WHAT YOU WILL DO | Please transcribe the listing below in full, exactly as written, leaving out its pictures.

RECORD EXTRACTS |
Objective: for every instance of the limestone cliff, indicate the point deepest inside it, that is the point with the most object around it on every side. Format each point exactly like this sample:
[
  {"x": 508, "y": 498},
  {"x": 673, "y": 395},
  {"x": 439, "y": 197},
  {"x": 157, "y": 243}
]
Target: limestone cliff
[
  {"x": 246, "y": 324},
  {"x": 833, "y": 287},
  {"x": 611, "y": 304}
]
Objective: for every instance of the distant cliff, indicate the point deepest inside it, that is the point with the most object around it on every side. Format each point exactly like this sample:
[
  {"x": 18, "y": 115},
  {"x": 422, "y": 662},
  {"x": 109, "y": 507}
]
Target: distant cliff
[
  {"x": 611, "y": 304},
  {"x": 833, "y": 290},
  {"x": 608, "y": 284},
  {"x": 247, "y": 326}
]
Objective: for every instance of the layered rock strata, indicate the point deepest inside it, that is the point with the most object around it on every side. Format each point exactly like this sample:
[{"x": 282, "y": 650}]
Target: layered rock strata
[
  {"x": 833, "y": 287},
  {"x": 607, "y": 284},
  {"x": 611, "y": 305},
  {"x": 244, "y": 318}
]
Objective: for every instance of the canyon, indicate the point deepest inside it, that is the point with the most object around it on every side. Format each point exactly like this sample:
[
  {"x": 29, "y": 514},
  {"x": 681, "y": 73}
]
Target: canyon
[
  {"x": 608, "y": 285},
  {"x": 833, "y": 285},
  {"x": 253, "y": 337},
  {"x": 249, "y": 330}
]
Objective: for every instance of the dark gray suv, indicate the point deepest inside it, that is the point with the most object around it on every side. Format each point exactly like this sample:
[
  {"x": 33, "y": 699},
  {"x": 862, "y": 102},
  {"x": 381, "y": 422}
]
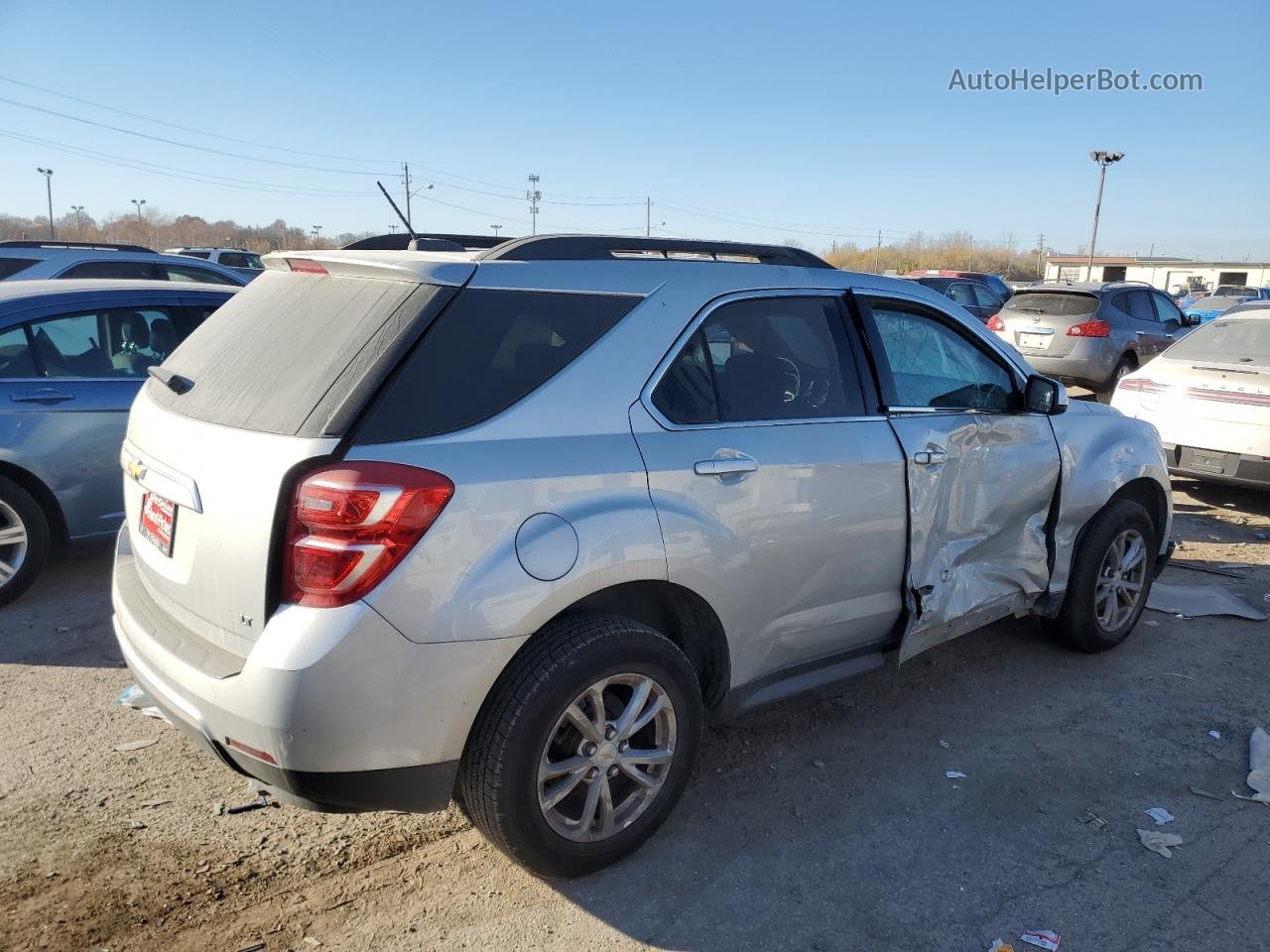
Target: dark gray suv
[{"x": 1089, "y": 334}]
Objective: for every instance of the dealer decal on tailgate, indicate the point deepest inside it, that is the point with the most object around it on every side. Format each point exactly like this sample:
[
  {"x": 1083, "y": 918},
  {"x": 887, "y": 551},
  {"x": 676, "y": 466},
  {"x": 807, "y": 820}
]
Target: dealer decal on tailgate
[{"x": 158, "y": 521}]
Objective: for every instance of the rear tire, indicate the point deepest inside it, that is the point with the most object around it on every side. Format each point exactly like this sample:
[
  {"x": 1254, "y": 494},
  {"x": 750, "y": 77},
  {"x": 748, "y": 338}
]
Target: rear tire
[
  {"x": 24, "y": 539},
  {"x": 1101, "y": 608},
  {"x": 1121, "y": 370},
  {"x": 527, "y": 779}
]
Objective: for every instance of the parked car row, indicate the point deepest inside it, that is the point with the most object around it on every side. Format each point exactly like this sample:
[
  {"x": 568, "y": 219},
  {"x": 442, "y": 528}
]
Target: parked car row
[{"x": 32, "y": 261}]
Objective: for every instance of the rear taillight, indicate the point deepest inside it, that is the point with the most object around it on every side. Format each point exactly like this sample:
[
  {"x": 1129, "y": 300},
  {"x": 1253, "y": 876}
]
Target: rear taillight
[
  {"x": 1142, "y": 385},
  {"x": 1089, "y": 329},
  {"x": 350, "y": 525}
]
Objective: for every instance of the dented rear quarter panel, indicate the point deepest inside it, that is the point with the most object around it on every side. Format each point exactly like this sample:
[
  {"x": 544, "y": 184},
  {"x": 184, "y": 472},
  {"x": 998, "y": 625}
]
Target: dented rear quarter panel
[{"x": 1101, "y": 451}]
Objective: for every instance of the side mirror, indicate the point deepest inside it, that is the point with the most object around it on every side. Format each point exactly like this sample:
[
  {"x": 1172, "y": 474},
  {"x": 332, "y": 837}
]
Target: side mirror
[{"x": 1044, "y": 397}]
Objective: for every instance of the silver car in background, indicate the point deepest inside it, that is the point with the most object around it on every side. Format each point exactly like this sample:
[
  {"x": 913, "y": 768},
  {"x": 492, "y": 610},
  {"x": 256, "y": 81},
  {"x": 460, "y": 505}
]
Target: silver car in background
[
  {"x": 1089, "y": 334},
  {"x": 508, "y": 526}
]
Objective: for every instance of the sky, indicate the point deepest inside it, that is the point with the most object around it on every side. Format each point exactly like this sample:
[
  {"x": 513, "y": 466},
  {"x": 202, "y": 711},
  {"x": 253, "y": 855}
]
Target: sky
[{"x": 815, "y": 122}]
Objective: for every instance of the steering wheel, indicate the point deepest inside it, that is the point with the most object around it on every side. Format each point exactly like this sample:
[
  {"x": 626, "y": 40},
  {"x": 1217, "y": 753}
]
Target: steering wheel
[{"x": 795, "y": 376}]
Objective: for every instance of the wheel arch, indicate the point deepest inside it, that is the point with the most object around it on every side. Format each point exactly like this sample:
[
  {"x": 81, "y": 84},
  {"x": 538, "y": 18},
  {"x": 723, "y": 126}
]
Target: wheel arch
[{"x": 42, "y": 495}]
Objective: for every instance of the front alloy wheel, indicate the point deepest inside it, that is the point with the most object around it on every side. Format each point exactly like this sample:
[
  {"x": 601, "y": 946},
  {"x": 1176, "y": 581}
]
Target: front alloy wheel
[{"x": 607, "y": 758}]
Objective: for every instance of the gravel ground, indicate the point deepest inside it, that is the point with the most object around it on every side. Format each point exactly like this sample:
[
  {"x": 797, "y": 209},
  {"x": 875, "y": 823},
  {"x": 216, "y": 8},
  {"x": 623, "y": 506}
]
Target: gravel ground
[{"x": 825, "y": 823}]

ANSWER SECTION |
Objective: for every instance of the limestone cliff, indicate the point deepest inside it, that is the point with the most object around it on every side. Format each point exactly like this sample:
[
  {"x": 508, "y": 498},
  {"x": 673, "y": 395},
  {"x": 439, "y": 197},
  {"x": 157, "y": 243}
]
Target: limestone cliff
[
  {"x": 246, "y": 324},
  {"x": 833, "y": 287},
  {"x": 611, "y": 304}
]
Objective: for every instance of the distant cliff, indicate the point deepest inside it, that is the point with the most object around it on every side. Format each point exactly like this sample:
[
  {"x": 18, "y": 115},
  {"x": 422, "y": 662},
  {"x": 109, "y": 507}
]
Target: distant cliff
[
  {"x": 611, "y": 304},
  {"x": 833, "y": 290},
  {"x": 608, "y": 284},
  {"x": 247, "y": 326}
]
Objective: for every instance of the layered rock strata, indicate the point deepest inside it, that is the point with the most object around it on every side. Format each point exactly like this sample:
[{"x": 282, "y": 650}]
Target: layered rock strata
[
  {"x": 833, "y": 287},
  {"x": 607, "y": 284},
  {"x": 611, "y": 305},
  {"x": 244, "y": 318}
]
Objective: for every instance of the canyon, indicate the point deepest inside it, that is the point with the most object around it on every side. Format each point exactly like this sample:
[
  {"x": 29, "y": 514},
  {"x": 681, "y": 73}
]
Target: canyon
[
  {"x": 608, "y": 285},
  {"x": 833, "y": 285},
  {"x": 253, "y": 337},
  {"x": 249, "y": 330}
]
Objective: for every instance of the dark gray suv, indicate the point deepest inside it, that is the point with the most object around it on every side. Format each point exactly like this sample:
[
  {"x": 33, "y": 699},
  {"x": 862, "y": 102},
  {"x": 381, "y": 422}
]
Target: dark gray suv
[{"x": 1089, "y": 334}]
Objective: for every instance of the dealer decal on tailgate, indicate the point deepest inside it, that is the point with the most object around it on every side. Format each point exactly like this sample:
[
  {"x": 1083, "y": 918},
  {"x": 887, "y": 551},
  {"x": 676, "y": 466},
  {"x": 807, "y": 820}
]
Target: dealer decal on tailgate
[{"x": 158, "y": 521}]
Objective: for every instance of the rear tire, indicate the point deepest inside it, that is the point with the most object around it on every side. Format each point exactly like this sample:
[
  {"x": 1254, "y": 494},
  {"x": 750, "y": 77},
  {"x": 748, "y": 338}
]
Target: rear tire
[
  {"x": 24, "y": 539},
  {"x": 1101, "y": 608},
  {"x": 1121, "y": 370},
  {"x": 527, "y": 779}
]
Objective: for every instance of the parked car row, indicate the point deepest inside it, that is the point with the most object around it on every side. Format each point exactly like this sample:
[
  {"x": 568, "y": 219},
  {"x": 442, "y": 528}
]
Target: parked car row
[{"x": 32, "y": 261}]
Objective: for every instance of the rear taillight, indicate the point deepest inside it, that is the point with the most object around it on every side. Format each point exactly like this sample:
[
  {"x": 1129, "y": 300},
  {"x": 1253, "y": 876}
]
Target: rear taillight
[
  {"x": 1142, "y": 385},
  {"x": 1089, "y": 329},
  {"x": 350, "y": 525}
]
Objective: for every instance of the dented rear quarter panel, indicate the point deepest inside it, that is the point with the most object around it on every side. Format each point exactly like this sample:
[
  {"x": 544, "y": 184},
  {"x": 184, "y": 472},
  {"x": 998, "y": 625}
]
Target: dented rear quarter panel
[{"x": 1101, "y": 451}]
Objective: for every instance of the side mirror, indicate the point deepest inside it, that is the point with the most object around it on every side. Format each point exactly like this sample:
[
  {"x": 1172, "y": 474},
  {"x": 332, "y": 837}
]
Target: side mirror
[{"x": 1044, "y": 397}]
Objective: for every instance of the silver car in background, indicate the point deepest inside it, that is the point with the most object around it on every side. Format each point exactly like this sample:
[
  {"x": 913, "y": 768},
  {"x": 492, "y": 610},
  {"x": 256, "y": 81},
  {"x": 460, "y": 505}
]
Target: silver car in background
[
  {"x": 1089, "y": 334},
  {"x": 508, "y": 526}
]
Objective: for every instance of the sky, indicate the point deepest inside it, that is the point with the most object around it on every side. Format each point exactly like this sample:
[
  {"x": 513, "y": 466},
  {"x": 202, "y": 711},
  {"x": 253, "y": 855}
]
Target: sky
[{"x": 815, "y": 122}]
Objective: for every instance of the steering wheel, indicate the point deepest inside it, that is the point with the most object around it on every side. Format each point exactly like this sample:
[
  {"x": 626, "y": 40},
  {"x": 1217, "y": 753}
]
Target: steering wheel
[{"x": 795, "y": 376}]
Objective: for every instance of the wheel arch, indicate the point deepest inside it, that is the point with the most object around it on every side. Format each point exactly like this sample:
[
  {"x": 81, "y": 84},
  {"x": 538, "y": 18},
  {"x": 723, "y": 126}
]
Target: wheel arch
[{"x": 42, "y": 495}]
Objective: for every instance of the front alloy wheel, indicate the point deepest inside it, that is the point with the most object around it on every side. Format each point exactly like this sample:
[
  {"x": 601, "y": 946},
  {"x": 1176, "y": 581}
]
Target: front alloy wheel
[{"x": 607, "y": 758}]
Objective: for every instance of the gravel ground, indicate the point deepest inside it, that is the point with the most object around it on every side. Format each point exactly like this sample:
[
  {"x": 797, "y": 209},
  {"x": 875, "y": 823},
  {"x": 216, "y": 8},
  {"x": 623, "y": 506}
]
Target: gravel ground
[{"x": 825, "y": 823}]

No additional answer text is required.